* **Source extract**
------------------------

New findings could lead to better detection, treatment of chronic malaria

Washington: Researchers have found that certain metabolic systems in the blood of people with chronic malaria change to support a long-term host-parasite relationship.

According to the study published in the Journal of Clinical Investigation Insight, the findings could eventually lead to the development of better detection, treatment and eradication of the disease.

Chronic infections, which often go undetected, account for about 75 per cent of all malaria cases, said Regina Joice Cordy, lead author of the study.
What makes the infections tricky to detect is that malaria often has no symptoms in the chronic stage – although the host still provides a fertile environment for the malaria cells to grow, get transferred to mosquitoes via bites, and spread the disease.

Malaria-infected about 219 million people in 87 countries in 2017, according to the World Health Organization. That year, the disease killed 435,000 people. Spread by mosquitoes infected with the Plasmodium parasite, malaria causes high fever, headache and chills. In its acute form, the disease can lead to coma in children and multiple organ failure in adults.

------------------------

* **What the task asks**
Continue the chronic malaria article from where it ends.

* **Record set**

------------------------

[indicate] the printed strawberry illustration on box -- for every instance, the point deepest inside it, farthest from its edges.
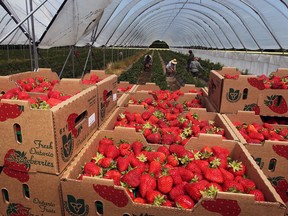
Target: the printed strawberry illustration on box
(276, 103)
(9, 111)
(16, 166)
(117, 196)
(17, 209)
(222, 206)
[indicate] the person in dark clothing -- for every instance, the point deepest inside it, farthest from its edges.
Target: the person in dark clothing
(189, 59)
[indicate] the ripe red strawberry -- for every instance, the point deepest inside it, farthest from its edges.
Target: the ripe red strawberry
(186, 175)
(122, 163)
(178, 150)
(194, 189)
(165, 183)
(155, 168)
(147, 182)
(125, 149)
(214, 175)
(107, 162)
(117, 196)
(104, 143)
(281, 150)
(155, 197)
(226, 174)
(154, 138)
(112, 151)
(224, 207)
(255, 82)
(168, 139)
(184, 201)
(276, 103)
(160, 156)
(146, 115)
(113, 174)
(236, 168)
(137, 147)
(232, 186)
(258, 195)
(92, 169)
(132, 178)
(257, 136)
(177, 191)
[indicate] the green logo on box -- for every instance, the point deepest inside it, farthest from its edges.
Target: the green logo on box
(233, 95)
(76, 207)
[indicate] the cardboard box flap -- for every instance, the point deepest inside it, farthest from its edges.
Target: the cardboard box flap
(280, 72)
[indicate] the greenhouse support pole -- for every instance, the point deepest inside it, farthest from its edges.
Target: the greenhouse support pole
(36, 66)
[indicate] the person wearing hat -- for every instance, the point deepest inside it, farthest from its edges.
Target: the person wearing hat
(194, 67)
(171, 67)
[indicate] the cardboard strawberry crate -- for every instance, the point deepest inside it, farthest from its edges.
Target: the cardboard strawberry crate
(107, 92)
(36, 193)
(202, 114)
(146, 87)
(270, 155)
(93, 195)
(245, 92)
(48, 138)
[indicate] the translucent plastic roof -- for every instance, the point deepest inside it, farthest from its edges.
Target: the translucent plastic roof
(220, 24)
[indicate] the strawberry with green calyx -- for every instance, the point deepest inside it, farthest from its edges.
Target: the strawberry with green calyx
(224, 207)
(258, 194)
(132, 177)
(184, 202)
(236, 168)
(194, 189)
(165, 182)
(276, 103)
(92, 169)
(155, 197)
(113, 174)
(117, 196)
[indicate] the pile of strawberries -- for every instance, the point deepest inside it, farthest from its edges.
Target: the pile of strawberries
(47, 97)
(124, 89)
(167, 128)
(258, 133)
(166, 101)
(171, 175)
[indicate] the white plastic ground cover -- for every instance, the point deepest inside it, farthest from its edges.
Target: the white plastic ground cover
(219, 24)
(254, 63)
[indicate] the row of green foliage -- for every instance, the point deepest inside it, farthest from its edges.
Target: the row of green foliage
(16, 59)
(157, 75)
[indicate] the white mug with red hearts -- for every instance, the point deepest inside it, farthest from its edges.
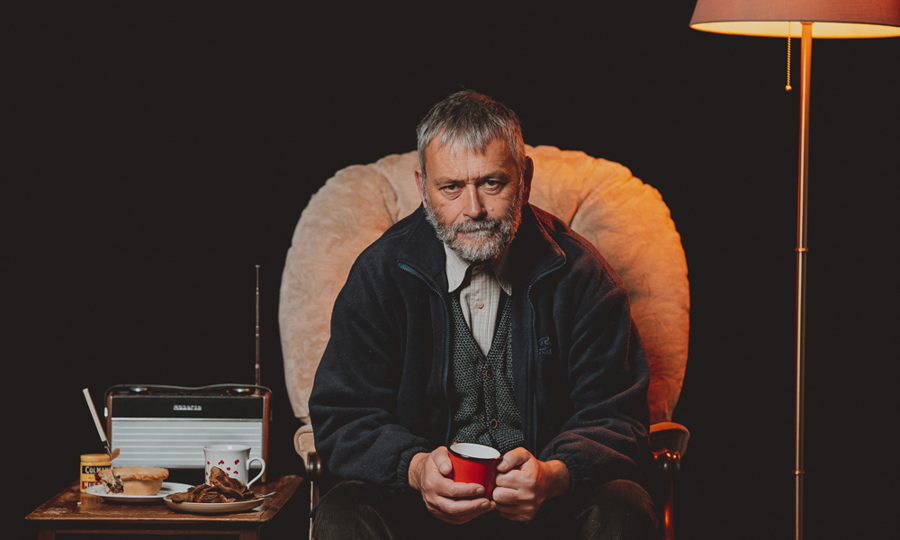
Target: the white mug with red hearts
(233, 459)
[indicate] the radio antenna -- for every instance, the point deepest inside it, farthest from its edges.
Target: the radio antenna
(257, 326)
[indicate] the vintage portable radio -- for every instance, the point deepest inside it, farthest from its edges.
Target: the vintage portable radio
(168, 426)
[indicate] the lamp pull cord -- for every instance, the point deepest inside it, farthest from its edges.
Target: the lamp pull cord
(787, 87)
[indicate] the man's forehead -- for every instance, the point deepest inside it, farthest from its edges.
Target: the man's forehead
(459, 147)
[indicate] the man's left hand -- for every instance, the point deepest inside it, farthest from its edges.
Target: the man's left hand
(524, 483)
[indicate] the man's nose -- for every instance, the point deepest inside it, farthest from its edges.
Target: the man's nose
(474, 208)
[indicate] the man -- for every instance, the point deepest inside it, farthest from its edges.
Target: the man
(480, 318)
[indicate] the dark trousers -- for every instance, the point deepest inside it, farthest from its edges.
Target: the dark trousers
(620, 509)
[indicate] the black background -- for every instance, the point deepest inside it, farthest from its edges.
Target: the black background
(155, 153)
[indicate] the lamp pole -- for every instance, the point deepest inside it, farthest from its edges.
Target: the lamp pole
(802, 252)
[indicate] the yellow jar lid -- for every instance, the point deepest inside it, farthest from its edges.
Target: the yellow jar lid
(95, 458)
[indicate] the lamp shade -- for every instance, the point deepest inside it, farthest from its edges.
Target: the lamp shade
(832, 18)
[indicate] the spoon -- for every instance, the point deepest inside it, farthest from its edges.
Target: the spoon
(118, 487)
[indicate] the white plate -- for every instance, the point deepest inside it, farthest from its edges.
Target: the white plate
(167, 488)
(216, 508)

------------------------

* **Expected answer**
And, while research has shown that people with acute malaria have more of the parasite in their bloodstream and have a different immune response in repeated infections, there has been no clear understanding of how the parasite and host response during chronic asymptomatic malaria infection. This study is a step in that direction.

“The human body is very complex. In addition to immune responses, our bodies have all kinds of metabolic pathways that can be activated at any given time. We wondered if there were metabolic factors that we weren’t considering when thinking about malaria infection,” Cordy said.

So, the research team focused on identifying changes in blood metabolites in both humans and rhesus macaques infected with the disease. They found different blood chemistry in acute vs chronic infections, with striking differences in amino acids, which combine to form proteins and are a source of energy; and lipids, which store energy.

For instance, some amino acids, including arginine and glutamine, fall during acute infection but return to nearly baseline levels in chronic infections in the host, and there are parallel changes in amino acids in the malaria cells.

The scientists observed metabolic shifts for some lipid pathways as well. These changes suggest that the host-parasite relationship affects certain metabolic pathways globally.

“We saw metabolites changing during the acute phase – a lot of them – and it may be that both parasite and host alter their metabolic activity. In chronicity, it’s not that the host eliminates the parasite. The parasite stays there, but it stays there differently,” explained Cordy.

This study shed light on how a successful parasite can coexist in its host without killing it, Cordy said.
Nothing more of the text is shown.